Written instruction A: In the passage on balti cooking, when are the sauces added?

Document text:
[Start]
Freshness of the ingredients and preparation is what makes
an exceptional balti over the everyday street variant. The
sauces are prepared beforehand and added after the stir fry.
This makes Balti a perfect way to approach Indian cooking
from the west as there is no need to spend hours sautéing,
steaming and simmering - a balti can be made at home in a
matter of minutes.
But when in Birmingham, why cook at home when the streets
are a microcosm of the Indian subcontinent foodie empire.
Not only will you be treated to a meeting with the lively
Pakistani community of Birmingham but a trip to the city will
encounter other colourful locals in the form of the 'brummies',
some of the most good natured citizens in all the United Kingdom,
although American tourists are unlikely to understand their
curious indigenous Black Country accent, language and customs.
To get you started:
"Awwl-write - yowse fancy a bawltie?" (Trans:
Hello, would you like to go out for a curry tonight?)
[End]
Recorded information:
[Start]
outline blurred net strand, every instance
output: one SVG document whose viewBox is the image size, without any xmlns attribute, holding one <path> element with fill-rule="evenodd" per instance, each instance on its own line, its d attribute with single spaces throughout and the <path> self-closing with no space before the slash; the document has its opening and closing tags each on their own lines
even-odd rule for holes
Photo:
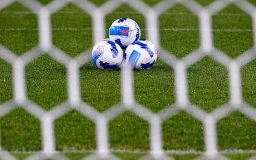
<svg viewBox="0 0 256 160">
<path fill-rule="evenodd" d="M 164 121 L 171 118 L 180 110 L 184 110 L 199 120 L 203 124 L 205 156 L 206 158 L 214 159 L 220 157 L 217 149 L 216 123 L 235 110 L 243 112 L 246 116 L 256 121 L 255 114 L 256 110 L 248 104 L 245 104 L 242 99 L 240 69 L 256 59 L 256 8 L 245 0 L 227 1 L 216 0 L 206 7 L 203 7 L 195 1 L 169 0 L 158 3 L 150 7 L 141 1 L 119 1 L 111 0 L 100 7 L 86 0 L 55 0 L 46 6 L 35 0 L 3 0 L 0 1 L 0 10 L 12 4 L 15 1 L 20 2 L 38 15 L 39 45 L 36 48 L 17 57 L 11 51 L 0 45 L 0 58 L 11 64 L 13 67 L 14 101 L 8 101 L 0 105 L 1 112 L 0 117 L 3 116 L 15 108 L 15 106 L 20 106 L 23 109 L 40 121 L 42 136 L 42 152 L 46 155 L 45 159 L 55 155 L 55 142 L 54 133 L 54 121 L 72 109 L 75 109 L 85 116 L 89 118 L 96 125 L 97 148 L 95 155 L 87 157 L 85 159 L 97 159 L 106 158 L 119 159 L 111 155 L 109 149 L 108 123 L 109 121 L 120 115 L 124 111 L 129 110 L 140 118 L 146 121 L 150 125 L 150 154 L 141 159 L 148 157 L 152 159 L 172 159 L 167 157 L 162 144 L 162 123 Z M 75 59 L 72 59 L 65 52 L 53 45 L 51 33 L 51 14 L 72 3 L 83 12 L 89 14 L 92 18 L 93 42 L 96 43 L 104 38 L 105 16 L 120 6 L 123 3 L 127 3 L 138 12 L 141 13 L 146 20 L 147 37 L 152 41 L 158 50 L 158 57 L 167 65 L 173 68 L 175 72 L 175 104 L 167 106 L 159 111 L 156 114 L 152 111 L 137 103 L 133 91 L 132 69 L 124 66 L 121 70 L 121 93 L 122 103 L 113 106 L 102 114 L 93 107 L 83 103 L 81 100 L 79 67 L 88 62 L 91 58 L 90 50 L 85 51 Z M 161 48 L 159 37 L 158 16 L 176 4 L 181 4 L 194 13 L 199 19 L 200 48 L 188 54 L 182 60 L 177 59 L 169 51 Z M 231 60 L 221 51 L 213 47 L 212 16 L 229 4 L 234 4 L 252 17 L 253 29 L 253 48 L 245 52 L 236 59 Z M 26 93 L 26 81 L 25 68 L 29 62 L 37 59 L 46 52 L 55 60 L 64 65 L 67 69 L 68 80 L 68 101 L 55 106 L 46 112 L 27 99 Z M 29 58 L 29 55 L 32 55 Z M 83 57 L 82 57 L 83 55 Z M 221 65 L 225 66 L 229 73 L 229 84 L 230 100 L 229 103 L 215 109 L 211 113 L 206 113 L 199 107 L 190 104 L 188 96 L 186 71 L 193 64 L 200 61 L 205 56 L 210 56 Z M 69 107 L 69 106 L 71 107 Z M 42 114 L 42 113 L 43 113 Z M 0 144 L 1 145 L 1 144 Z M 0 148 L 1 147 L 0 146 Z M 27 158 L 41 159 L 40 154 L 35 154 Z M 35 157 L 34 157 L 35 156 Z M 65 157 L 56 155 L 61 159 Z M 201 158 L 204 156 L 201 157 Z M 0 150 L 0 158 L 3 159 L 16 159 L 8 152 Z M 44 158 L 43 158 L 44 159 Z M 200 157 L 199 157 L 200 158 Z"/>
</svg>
[End]
[Start]
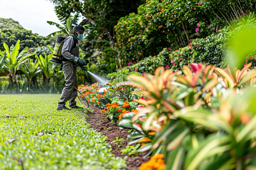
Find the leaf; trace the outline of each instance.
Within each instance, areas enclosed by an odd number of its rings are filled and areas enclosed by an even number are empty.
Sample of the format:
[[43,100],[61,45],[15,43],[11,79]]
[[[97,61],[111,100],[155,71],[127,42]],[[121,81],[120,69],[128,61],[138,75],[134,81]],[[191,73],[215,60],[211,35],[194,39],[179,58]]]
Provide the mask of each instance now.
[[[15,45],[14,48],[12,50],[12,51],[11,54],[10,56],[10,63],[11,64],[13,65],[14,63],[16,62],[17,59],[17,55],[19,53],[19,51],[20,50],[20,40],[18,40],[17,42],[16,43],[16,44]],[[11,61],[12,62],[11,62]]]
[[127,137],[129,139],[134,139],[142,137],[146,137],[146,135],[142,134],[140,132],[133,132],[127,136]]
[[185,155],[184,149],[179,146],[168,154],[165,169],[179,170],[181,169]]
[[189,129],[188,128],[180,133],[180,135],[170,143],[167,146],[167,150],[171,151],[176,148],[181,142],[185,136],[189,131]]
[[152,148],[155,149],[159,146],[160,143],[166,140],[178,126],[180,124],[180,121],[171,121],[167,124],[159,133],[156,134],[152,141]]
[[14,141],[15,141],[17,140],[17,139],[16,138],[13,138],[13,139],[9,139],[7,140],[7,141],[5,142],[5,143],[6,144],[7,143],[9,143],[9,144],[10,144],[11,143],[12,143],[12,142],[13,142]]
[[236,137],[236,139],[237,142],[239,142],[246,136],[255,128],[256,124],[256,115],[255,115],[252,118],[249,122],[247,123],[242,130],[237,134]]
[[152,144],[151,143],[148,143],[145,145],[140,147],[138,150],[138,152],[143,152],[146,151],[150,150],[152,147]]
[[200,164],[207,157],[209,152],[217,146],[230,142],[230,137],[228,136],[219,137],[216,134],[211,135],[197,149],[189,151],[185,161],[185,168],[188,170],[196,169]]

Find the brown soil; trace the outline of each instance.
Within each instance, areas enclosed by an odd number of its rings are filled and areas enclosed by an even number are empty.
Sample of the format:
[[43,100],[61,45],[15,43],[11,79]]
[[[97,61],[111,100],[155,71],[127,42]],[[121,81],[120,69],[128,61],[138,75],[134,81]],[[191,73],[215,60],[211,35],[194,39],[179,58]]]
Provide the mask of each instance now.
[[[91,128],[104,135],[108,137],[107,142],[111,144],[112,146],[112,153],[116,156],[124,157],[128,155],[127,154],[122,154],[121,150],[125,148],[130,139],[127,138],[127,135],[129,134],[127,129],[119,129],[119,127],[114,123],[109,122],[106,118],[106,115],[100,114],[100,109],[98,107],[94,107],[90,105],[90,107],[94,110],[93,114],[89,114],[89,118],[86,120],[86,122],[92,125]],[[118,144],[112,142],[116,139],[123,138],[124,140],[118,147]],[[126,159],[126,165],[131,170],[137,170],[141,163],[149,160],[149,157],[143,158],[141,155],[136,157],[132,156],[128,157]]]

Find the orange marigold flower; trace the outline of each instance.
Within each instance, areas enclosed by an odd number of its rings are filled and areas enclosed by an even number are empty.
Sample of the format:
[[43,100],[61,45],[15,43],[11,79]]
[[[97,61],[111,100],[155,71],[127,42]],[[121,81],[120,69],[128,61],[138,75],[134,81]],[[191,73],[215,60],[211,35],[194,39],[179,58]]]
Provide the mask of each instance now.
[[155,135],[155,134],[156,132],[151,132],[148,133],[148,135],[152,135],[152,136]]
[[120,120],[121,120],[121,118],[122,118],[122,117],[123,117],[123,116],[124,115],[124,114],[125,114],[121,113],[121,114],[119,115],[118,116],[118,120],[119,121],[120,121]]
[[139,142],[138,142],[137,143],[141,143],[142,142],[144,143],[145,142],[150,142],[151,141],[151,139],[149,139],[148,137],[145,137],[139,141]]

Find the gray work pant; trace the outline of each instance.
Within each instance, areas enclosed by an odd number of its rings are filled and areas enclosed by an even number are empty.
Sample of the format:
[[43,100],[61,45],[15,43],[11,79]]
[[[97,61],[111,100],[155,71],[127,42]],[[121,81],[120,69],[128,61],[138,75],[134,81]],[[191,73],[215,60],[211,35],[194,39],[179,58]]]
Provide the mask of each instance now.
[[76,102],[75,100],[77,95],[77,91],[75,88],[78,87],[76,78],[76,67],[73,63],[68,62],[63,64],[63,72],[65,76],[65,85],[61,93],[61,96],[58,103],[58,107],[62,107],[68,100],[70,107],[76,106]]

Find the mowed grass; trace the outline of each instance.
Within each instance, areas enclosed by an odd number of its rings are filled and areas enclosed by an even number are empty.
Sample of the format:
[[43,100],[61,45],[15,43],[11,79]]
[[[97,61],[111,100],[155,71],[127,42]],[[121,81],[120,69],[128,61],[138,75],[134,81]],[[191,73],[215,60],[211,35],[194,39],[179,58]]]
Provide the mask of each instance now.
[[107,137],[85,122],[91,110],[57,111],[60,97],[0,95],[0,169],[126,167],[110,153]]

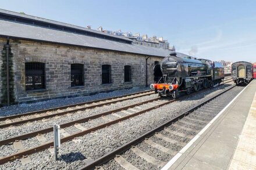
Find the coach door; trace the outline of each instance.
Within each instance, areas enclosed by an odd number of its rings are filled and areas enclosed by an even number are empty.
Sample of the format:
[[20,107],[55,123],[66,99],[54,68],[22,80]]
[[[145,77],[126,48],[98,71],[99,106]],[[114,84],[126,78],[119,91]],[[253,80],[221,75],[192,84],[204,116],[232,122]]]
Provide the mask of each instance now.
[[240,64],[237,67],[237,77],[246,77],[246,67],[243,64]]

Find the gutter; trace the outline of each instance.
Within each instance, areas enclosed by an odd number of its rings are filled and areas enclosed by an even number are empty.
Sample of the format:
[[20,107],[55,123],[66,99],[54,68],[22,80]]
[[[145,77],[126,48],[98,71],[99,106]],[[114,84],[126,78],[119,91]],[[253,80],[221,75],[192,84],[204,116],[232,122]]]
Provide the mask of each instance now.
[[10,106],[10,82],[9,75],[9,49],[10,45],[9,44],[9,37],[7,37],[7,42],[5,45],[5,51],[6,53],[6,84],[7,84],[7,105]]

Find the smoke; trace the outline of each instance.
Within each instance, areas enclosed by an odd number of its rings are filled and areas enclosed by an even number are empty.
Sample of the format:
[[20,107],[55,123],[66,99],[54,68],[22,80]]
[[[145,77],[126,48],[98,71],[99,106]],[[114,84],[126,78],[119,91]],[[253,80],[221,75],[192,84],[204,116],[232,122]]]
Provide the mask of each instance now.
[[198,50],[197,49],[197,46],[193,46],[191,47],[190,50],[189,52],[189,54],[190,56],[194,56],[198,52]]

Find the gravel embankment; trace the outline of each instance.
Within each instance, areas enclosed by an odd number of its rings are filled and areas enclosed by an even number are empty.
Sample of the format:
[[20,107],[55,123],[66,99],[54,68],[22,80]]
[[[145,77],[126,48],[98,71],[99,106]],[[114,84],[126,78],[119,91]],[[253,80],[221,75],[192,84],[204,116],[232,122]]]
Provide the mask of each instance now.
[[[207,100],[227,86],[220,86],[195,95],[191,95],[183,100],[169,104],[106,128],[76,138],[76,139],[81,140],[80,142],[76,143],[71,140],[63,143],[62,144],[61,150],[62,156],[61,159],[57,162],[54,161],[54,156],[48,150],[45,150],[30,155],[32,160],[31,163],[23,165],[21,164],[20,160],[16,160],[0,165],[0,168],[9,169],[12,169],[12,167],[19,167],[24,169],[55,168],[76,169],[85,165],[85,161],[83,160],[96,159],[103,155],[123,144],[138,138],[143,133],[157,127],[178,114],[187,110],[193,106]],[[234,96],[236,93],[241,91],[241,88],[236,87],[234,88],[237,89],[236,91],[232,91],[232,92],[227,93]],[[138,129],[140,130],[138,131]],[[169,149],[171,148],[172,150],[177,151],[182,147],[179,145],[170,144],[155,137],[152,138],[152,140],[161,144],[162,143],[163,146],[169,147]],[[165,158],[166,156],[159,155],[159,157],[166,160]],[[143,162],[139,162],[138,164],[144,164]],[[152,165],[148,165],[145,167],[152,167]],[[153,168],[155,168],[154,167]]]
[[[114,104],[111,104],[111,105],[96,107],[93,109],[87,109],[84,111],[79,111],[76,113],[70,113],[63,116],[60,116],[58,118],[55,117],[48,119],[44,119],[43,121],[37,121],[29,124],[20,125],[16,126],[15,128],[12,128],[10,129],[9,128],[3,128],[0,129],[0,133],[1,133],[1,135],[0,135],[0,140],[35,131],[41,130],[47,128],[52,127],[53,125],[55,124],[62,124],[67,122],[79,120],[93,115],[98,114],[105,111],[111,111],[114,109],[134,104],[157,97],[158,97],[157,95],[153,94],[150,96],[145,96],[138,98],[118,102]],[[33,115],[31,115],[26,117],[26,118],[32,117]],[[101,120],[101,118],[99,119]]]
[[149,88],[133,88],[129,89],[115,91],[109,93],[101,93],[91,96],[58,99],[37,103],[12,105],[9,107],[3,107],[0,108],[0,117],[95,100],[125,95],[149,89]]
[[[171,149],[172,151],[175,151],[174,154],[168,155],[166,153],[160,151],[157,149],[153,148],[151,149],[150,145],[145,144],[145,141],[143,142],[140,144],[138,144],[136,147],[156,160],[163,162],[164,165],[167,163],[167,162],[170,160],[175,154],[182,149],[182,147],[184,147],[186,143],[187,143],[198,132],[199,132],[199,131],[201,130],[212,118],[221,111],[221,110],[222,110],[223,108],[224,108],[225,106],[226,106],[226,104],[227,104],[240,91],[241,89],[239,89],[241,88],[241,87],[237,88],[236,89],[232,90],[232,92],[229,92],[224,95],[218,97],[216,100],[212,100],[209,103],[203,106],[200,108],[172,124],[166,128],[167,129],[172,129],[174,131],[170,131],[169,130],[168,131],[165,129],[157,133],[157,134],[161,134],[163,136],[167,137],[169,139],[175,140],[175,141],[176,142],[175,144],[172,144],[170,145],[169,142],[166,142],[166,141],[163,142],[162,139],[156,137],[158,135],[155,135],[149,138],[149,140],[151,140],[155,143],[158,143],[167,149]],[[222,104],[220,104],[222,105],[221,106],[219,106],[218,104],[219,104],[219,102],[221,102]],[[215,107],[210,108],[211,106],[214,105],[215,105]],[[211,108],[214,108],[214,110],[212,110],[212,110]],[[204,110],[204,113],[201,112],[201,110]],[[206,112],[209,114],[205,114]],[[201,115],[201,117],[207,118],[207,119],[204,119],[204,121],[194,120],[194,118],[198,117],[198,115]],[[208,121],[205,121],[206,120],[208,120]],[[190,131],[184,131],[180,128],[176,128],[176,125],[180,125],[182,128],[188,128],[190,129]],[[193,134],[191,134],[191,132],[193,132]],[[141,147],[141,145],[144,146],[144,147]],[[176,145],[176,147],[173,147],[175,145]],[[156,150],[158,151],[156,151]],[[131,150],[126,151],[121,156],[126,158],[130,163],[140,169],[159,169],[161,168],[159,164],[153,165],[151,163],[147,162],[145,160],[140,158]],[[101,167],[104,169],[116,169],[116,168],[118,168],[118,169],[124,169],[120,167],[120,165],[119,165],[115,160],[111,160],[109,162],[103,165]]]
[End]
Written instruction B: Select and copy out every line of the entries that contains the string "viewBox".

Exercise answer A: After the stir fry.

Exercise answer B:
output: one SVG document whose viewBox is the image size, without any xmlns attribute, holding one <path> element with fill-rule="evenodd" per instance, each instance on its own line, its d attribute with single spaces throughout and the <path> self-closing with no space before the slash; the document has its opening and closing tags each on their own lines
<svg viewBox="0 0 256 160">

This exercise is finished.